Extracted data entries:
___

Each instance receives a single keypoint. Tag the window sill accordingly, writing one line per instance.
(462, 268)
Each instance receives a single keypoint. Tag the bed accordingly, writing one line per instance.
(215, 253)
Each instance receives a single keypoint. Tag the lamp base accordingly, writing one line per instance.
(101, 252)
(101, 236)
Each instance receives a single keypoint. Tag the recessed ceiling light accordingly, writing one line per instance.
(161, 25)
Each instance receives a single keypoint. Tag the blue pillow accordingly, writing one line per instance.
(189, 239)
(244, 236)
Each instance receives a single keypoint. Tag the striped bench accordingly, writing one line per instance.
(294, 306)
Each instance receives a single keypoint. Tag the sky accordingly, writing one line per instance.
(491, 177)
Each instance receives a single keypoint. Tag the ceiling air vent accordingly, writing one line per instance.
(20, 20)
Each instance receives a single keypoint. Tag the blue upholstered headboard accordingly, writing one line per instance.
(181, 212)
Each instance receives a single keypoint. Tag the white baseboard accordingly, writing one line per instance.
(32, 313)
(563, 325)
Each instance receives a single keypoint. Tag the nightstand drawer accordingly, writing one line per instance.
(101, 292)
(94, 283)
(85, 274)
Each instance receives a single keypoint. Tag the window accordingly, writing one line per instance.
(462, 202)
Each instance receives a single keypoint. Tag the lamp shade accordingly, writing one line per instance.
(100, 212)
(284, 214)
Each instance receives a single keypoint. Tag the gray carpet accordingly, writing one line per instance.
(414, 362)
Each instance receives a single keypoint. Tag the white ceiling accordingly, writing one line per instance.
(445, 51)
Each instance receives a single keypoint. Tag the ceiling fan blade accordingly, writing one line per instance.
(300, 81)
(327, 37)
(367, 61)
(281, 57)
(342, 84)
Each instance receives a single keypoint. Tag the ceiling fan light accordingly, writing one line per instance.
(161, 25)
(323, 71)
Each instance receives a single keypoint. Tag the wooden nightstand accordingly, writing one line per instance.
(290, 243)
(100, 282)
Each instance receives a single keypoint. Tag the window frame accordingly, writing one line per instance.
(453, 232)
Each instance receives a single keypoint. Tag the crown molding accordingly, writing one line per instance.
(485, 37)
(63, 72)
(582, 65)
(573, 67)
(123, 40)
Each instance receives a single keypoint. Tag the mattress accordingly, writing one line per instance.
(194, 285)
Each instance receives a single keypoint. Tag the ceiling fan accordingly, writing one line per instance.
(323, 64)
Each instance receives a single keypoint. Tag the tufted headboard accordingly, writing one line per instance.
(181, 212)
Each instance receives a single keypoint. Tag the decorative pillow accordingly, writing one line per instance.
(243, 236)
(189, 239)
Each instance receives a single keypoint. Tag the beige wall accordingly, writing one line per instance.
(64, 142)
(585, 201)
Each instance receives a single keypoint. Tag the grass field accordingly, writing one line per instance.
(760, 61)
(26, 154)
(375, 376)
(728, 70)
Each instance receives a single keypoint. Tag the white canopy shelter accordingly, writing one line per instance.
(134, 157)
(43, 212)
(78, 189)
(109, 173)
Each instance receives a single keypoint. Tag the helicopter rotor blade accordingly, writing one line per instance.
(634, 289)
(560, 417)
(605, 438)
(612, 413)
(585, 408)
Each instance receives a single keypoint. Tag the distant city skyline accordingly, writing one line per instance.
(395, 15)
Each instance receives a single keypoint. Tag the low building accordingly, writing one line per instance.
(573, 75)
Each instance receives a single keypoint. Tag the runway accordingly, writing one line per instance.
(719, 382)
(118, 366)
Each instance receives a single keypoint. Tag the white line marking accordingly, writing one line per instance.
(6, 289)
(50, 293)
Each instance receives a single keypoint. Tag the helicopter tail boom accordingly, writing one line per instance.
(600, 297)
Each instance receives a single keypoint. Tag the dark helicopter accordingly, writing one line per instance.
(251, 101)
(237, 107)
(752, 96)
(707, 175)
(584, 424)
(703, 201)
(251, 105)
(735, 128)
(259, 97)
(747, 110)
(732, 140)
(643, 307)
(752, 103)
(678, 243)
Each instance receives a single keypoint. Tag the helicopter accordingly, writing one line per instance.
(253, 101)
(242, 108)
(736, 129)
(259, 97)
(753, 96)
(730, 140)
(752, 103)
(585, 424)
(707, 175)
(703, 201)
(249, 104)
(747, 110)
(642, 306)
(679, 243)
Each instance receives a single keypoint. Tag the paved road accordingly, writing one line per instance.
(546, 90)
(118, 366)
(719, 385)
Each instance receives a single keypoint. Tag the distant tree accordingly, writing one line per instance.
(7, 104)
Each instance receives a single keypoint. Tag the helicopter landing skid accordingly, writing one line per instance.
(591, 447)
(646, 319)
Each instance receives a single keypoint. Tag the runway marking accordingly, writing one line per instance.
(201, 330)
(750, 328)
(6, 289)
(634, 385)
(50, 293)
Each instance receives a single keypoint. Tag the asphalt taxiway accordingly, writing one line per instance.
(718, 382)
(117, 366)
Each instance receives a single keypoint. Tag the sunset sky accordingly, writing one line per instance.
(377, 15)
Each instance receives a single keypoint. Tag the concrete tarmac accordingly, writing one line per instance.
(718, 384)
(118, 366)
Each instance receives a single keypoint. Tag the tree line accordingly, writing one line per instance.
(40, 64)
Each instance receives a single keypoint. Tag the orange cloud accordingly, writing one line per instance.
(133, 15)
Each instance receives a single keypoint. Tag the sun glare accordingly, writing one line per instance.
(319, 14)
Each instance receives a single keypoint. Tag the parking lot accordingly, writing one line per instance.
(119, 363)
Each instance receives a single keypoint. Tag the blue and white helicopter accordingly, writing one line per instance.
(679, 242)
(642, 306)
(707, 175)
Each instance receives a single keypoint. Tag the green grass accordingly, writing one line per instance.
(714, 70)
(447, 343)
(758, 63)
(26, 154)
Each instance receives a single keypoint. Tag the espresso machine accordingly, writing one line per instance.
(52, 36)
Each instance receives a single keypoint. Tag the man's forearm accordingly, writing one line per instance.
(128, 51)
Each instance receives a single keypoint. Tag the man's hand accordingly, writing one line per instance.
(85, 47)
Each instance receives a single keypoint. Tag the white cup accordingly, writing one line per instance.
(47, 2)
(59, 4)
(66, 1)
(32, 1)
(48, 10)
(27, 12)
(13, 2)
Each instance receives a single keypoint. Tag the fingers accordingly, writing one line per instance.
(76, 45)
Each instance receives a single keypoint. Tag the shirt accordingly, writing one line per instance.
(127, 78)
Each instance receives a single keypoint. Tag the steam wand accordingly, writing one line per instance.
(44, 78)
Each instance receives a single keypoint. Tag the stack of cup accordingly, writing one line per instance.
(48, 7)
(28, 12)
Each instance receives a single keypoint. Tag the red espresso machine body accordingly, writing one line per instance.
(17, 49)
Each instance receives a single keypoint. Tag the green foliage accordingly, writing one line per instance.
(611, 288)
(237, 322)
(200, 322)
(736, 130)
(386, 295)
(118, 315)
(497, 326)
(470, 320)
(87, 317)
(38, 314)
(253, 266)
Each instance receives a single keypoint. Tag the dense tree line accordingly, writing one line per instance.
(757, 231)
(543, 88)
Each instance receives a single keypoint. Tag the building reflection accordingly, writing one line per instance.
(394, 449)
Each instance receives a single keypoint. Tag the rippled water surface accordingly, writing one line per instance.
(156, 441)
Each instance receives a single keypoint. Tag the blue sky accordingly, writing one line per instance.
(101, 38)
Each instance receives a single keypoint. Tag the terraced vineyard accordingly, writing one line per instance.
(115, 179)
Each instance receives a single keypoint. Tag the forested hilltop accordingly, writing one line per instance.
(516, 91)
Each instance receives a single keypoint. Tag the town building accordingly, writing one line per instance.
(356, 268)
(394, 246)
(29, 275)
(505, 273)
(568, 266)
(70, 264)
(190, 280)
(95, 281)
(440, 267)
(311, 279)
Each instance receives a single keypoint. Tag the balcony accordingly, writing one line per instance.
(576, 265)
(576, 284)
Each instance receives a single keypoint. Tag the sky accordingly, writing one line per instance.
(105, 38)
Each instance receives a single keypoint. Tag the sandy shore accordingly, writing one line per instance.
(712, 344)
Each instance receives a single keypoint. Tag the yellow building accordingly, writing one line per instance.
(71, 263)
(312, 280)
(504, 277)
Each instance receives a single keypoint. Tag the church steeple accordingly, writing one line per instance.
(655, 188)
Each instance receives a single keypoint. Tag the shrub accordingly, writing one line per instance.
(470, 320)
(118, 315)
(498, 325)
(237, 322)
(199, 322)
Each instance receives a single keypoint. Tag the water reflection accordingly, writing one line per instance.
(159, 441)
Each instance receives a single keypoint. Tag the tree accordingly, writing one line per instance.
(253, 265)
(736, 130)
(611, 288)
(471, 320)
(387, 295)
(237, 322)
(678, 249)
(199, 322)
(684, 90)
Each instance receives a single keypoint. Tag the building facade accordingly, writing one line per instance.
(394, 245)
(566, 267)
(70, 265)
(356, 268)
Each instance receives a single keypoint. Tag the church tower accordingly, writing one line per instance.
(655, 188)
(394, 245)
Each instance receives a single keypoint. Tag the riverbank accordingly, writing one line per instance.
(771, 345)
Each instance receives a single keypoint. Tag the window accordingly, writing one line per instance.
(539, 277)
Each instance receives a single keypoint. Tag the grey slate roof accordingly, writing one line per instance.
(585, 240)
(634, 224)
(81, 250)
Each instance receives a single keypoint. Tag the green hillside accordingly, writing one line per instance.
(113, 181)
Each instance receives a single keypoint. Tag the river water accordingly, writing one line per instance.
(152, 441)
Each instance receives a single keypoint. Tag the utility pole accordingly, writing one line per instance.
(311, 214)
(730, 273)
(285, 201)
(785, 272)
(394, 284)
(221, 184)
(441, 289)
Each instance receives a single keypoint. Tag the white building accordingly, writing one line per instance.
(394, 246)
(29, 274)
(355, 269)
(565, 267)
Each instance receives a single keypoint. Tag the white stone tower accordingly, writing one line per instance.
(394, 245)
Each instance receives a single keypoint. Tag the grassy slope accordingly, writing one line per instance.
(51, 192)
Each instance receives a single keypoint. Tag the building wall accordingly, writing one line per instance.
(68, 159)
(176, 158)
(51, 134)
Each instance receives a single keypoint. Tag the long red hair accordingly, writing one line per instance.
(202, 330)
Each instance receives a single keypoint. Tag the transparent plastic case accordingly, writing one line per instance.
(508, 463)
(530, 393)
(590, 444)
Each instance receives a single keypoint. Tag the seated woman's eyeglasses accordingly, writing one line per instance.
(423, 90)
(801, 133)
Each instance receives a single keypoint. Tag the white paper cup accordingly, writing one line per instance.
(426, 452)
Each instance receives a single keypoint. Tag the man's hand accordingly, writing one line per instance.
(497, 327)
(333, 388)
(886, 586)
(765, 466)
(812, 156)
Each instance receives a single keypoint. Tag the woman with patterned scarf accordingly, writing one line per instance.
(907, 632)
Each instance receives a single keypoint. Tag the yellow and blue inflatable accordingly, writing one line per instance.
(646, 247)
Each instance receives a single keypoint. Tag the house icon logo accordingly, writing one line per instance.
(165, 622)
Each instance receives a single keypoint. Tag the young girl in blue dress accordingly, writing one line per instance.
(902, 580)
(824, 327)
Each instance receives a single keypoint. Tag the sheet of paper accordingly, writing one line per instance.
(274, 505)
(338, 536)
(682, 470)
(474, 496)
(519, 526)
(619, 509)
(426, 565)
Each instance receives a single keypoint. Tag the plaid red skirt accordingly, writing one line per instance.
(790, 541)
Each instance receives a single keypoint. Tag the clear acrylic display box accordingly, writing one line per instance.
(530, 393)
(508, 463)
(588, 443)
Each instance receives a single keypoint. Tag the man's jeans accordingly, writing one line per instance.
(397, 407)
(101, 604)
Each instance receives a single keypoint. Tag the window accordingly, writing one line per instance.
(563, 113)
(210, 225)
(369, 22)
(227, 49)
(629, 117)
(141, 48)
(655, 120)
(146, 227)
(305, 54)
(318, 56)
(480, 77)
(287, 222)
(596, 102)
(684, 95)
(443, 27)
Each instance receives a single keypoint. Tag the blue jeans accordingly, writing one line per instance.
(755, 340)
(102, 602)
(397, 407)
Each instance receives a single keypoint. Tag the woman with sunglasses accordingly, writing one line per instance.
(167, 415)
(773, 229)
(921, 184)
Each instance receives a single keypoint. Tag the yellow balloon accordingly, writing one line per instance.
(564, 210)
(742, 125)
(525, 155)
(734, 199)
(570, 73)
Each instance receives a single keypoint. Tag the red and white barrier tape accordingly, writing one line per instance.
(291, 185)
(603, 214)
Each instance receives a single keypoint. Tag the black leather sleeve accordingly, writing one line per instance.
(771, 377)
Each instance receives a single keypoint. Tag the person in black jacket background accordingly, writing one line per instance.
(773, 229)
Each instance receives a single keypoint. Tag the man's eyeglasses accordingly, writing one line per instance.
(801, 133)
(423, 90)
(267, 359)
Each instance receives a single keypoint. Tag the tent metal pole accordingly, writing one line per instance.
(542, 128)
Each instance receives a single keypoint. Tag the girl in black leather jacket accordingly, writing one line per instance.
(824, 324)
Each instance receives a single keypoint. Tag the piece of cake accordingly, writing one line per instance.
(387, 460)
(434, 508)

___

EXERCISE: Quote only the lines from the line containing "the man's eyeglasses" through the end of the entries, keeping the first and the last.

WORKED SOLUTION:
Each instance receives a single keypoint. Tag the man's eyeglasses accordingly, writing one line per instance.
(801, 133)
(423, 90)
(267, 359)
Each instance receives a single keypoint. Tag the tent metal pole accordingly, writing one line per instance.
(542, 128)
Each instance receives a single keypoint. Tag the girl in black leather jacket accordingly, writing one line per instance.
(824, 324)
Each instance receives a single keypoint. Tag the piece of cake accordingly, writing one line per instance.
(387, 460)
(434, 508)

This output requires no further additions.